- **WORK TO DO**
Pull out each line of the records below that contains the word "house", and copy those lines in full.

- **DATA FOR PROCESSING**
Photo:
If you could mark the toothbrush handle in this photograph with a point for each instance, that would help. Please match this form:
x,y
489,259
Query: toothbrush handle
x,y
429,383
--
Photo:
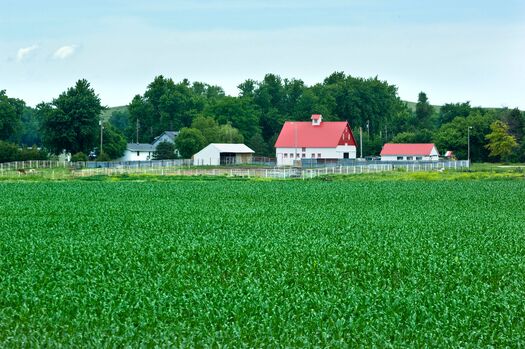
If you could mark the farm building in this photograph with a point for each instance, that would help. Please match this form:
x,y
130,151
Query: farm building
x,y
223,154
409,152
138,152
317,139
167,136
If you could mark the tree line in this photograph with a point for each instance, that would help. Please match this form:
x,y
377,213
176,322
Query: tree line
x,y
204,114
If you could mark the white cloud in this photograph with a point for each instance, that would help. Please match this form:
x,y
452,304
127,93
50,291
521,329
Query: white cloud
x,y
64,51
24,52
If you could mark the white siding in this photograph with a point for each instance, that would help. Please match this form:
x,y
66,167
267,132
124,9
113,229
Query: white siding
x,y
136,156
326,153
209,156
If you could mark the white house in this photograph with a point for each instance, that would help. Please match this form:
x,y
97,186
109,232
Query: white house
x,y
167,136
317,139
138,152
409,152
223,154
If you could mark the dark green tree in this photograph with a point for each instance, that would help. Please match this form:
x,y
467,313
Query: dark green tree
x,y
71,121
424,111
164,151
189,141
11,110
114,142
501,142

- **SOLUTION TO THE PROBLEM**
If you could mark the white house in this photograph with a point for each instance, that would help. Please match this form:
Query: white house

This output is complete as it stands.